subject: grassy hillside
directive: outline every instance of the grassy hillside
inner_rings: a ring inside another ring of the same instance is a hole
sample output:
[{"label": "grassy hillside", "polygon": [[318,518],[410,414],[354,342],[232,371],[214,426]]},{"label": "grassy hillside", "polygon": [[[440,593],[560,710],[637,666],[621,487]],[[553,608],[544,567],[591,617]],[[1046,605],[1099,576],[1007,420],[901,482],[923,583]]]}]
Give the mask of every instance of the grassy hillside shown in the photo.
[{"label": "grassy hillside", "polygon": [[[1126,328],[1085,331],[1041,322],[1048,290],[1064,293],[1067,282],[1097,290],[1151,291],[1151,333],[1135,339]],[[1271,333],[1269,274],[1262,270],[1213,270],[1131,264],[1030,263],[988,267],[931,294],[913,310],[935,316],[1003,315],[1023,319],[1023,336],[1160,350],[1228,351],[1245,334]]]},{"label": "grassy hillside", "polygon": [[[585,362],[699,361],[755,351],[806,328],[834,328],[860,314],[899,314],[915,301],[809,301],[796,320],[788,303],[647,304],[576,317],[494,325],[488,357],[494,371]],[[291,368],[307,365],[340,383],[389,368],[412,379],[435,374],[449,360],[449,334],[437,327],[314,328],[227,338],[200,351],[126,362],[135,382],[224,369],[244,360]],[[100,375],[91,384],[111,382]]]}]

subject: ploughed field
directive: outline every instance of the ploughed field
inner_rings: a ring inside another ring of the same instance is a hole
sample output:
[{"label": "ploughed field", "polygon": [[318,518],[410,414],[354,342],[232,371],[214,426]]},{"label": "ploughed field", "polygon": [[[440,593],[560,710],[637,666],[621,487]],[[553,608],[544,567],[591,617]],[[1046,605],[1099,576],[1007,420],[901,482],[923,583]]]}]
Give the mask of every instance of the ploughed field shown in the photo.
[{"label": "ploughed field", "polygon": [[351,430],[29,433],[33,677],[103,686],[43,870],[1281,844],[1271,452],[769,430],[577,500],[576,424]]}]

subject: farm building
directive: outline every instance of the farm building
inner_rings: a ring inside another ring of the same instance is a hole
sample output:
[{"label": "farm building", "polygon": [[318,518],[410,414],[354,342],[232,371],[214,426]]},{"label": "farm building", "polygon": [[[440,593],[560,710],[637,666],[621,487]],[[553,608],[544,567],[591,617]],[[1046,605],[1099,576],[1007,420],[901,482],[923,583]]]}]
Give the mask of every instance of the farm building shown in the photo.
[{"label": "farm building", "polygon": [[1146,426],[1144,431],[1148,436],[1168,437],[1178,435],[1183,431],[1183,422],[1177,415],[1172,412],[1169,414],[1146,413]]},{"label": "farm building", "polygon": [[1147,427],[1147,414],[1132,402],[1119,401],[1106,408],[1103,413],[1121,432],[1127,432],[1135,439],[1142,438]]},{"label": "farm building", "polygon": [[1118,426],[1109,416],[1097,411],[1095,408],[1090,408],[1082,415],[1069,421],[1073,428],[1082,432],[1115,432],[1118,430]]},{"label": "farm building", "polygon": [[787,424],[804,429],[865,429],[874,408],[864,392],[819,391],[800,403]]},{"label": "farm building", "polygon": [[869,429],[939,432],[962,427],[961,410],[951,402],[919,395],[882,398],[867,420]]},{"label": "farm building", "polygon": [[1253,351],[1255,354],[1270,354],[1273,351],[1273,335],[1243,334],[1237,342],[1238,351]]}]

- - -

Restating all of the data exactly is the whole task.

subject: grassy hillside
directive: outline every instance of the grassy hillside
inner_rings: a ring inside another ring of the same instance is a hole
sample output:
[{"label": "grassy hillside", "polygon": [[318,518],[410,414],[354,342],[232,371],[214,426]]},{"label": "grassy hillside", "polygon": [[[440,593],[560,710],[637,666],[621,487]],[[553,608],[544,567],[591,617]],[[1046,605],[1099,576],[1007,420],[901,482],[923,583]]]}]
Give the mask of every instance of the grassy hillside shown in the photo.
[{"label": "grassy hillside", "polygon": [[[1126,328],[1085,331],[1041,322],[1048,290],[1064,293],[1067,282],[1097,290],[1151,291],[1151,333],[1135,339]],[[1271,333],[1269,274],[1262,270],[1213,270],[1131,264],[1030,263],[988,267],[931,294],[913,310],[935,316],[1003,315],[1023,319],[1023,336],[1160,350],[1228,351],[1245,334]]]},{"label": "grassy hillside", "polygon": [[[585,362],[699,361],[755,351],[806,328],[834,328],[860,314],[899,314],[915,301],[809,301],[796,320],[788,303],[647,304],[576,317],[494,325],[488,357],[494,371]],[[291,368],[307,365],[340,383],[389,368],[412,379],[435,374],[449,360],[449,334],[437,327],[314,328],[227,338],[200,351],[126,362],[135,382],[224,369],[244,360]],[[100,375],[91,384],[111,382]]]}]

subject: ploughed field
directive: outline every instance of the ploughed field
inner_rings: a ring inside another ring of the same instance is a hole
sample output:
[{"label": "ploughed field", "polygon": [[318,518],[410,414],[354,342],[232,371],[214,426]]},{"label": "ploughed field", "polygon": [[[440,593],[560,710],[637,666],[621,487]],[[553,608],[544,567],[591,617]],[[1046,605],[1099,576],[1007,420],[901,482],[923,583]]]}]
Give the mask of every instance of the ploughed field shown in the photo.
[{"label": "ploughed field", "polygon": [[351,430],[29,433],[33,677],[103,686],[43,870],[1281,844],[1271,452],[769,430],[577,500],[576,424]]}]

subject: farm building
directive: outline every instance of the farm building
inner_rings: a ring inside another ring of the same instance is a hole
sample output:
[{"label": "farm building", "polygon": [[318,518],[410,414],[354,342],[232,371],[214,426]]},{"label": "farm building", "polygon": [[[440,593],[560,710],[637,666],[621,487]],[[553,608],[544,567],[591,617]],[[1046,605],[1099,576],[1007,420],[901,482],[923,583]]]}]
Give the mask of every instance of the farm building shown in the photo.
[{"label": "farm building", "polygon": [[1146,426],[1144,431],[1148,436],[1168,437],[1178,435],[1183,431],[1183,422],[1177,415],[1172,412],[1169,414],[1146,413]]},{"label": "farm building", "polygon": [[1147,427],[1147,414],[1132,402],[1119,401],[1106,408],[1103,413],[1121,432],[1127,432],[1135,439],[1142,438]]},{"label": "farm building", "polygon": [[1118,426],[1109,416],[1097,411],[1095,408],[1090,408],[1082,415],[1069,421],[1073,428],[1082,432],[1115,432],[1118,430]]},{"label": "farm building", "polygon": [[787,424],[804,429],[865,429],[874,408],[864,392],[819,391],[800,403]]},{"label": "farm building", "polygon": [[869,429],[939,432],[962,427],[961,410],[951,402],[919,395],[882,398],[867,420]]},{"label": "farm building", "polygon": [[1253,351],[1255,354],[1270,354],[1273,351],[1273,335],[1243,334],[1237,342],[1238,351]]}]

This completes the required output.